課題: 下の記事から、年数または年齢を表す語句をすべて、本文の表記どおりに抜き出してください。

記事:
____
一般的に3、4年目で転職を考える方って多いですよね。私も30歳になる前に何か新しいことを始めたいと思ったんです。地域おこし協力隊の任期は最長3年。任期を終えた後に新しいことをするにも、早い方がいいなと。田舎に飛び込むなら20代の方が受け入れやすいとも考えました。

――移住のいちばんのハードルは地域の方とうまくやれるかどうか、ということもよく聞きます。

最初の1年は「お客さん」という感じでした。SNSで『枕崎職人手帖』という取材企画を始めたのですが、それをきっかけに個人的なつながりが増え飲み会などにも誘われるようになりました。ただPRの仕事は、溶け込みすぎるのはよくないとも思っていて、言わなきゃいけないことはちゃんと言える関係性というか、よそ者だから気づける客観的な視点は大事にしたいです。
____
提供データ:
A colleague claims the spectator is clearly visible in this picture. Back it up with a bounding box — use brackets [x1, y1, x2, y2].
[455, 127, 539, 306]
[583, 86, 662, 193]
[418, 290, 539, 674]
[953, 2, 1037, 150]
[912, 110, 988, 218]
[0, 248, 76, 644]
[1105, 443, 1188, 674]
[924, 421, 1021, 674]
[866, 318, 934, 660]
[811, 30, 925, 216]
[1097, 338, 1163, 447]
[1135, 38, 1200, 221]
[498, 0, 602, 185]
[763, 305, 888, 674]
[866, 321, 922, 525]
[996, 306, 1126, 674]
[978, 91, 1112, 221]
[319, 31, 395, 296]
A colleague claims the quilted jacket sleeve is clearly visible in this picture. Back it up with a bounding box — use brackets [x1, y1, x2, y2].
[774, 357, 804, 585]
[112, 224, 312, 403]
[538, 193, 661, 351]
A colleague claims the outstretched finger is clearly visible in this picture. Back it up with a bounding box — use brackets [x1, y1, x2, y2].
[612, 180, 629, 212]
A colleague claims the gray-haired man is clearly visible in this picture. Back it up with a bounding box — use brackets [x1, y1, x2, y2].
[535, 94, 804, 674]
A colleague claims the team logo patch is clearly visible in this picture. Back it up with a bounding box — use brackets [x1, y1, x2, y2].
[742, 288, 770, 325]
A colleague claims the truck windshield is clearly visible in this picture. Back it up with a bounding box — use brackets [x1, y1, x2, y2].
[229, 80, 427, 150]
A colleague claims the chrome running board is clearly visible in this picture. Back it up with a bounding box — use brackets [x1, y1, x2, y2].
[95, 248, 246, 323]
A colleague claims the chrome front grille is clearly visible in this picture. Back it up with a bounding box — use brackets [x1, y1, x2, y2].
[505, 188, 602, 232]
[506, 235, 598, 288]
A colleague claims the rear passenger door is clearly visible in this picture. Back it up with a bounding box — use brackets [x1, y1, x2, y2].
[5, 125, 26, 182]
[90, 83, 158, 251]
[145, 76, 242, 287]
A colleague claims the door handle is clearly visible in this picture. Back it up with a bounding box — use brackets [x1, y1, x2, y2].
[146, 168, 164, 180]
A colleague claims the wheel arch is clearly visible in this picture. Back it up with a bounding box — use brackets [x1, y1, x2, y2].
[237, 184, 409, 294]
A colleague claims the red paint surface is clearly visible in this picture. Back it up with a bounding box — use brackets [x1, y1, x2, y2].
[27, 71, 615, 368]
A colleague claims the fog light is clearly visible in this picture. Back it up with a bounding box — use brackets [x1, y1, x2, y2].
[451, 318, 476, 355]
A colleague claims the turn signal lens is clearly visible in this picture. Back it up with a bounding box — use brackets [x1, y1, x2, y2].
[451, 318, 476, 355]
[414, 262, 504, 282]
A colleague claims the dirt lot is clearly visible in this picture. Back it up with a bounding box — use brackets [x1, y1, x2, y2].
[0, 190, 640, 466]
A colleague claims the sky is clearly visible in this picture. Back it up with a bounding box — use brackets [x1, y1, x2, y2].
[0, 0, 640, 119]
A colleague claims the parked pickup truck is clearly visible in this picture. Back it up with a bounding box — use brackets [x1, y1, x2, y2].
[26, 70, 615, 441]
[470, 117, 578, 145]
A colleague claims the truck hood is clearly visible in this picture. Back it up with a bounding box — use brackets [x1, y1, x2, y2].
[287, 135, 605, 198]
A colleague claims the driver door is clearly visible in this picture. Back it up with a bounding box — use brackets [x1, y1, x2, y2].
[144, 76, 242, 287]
____
解答:
・3、4年目
・30歳
・最長3年
・20代
・最初の1年